Pick out every line in the rows below that contains the string "patch". Case counts.

##### Supplied records

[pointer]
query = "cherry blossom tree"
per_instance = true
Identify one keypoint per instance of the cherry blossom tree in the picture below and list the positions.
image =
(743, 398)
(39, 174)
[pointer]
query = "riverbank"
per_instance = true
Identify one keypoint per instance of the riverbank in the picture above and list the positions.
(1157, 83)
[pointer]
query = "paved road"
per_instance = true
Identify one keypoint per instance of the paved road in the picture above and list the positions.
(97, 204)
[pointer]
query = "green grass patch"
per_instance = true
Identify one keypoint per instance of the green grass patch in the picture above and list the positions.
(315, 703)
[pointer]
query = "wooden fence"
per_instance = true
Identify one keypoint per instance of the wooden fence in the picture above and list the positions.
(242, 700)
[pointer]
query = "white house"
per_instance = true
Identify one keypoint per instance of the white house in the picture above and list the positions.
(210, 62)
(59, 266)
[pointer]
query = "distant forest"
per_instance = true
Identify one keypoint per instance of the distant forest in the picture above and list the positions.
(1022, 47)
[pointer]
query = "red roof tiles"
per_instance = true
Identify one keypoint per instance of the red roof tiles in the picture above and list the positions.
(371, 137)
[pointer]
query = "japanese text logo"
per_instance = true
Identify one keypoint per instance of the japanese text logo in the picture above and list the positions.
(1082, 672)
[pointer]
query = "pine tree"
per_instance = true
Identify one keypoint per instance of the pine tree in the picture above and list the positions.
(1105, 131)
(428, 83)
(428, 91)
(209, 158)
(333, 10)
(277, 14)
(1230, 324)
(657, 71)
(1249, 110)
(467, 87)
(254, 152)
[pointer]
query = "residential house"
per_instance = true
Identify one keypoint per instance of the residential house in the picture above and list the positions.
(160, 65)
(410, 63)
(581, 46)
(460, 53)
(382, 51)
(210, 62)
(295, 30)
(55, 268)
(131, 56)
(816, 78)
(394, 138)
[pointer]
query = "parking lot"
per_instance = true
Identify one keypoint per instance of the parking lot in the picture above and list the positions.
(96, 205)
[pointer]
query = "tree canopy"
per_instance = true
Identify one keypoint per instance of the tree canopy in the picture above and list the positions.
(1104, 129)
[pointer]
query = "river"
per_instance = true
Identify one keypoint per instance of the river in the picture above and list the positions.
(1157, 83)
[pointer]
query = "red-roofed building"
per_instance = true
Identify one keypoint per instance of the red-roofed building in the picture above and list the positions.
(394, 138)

##########

- [Exercise response]
query = "green grass patch"
Identify one keypoint per instance of the green grass patch in the picture above and list the positions.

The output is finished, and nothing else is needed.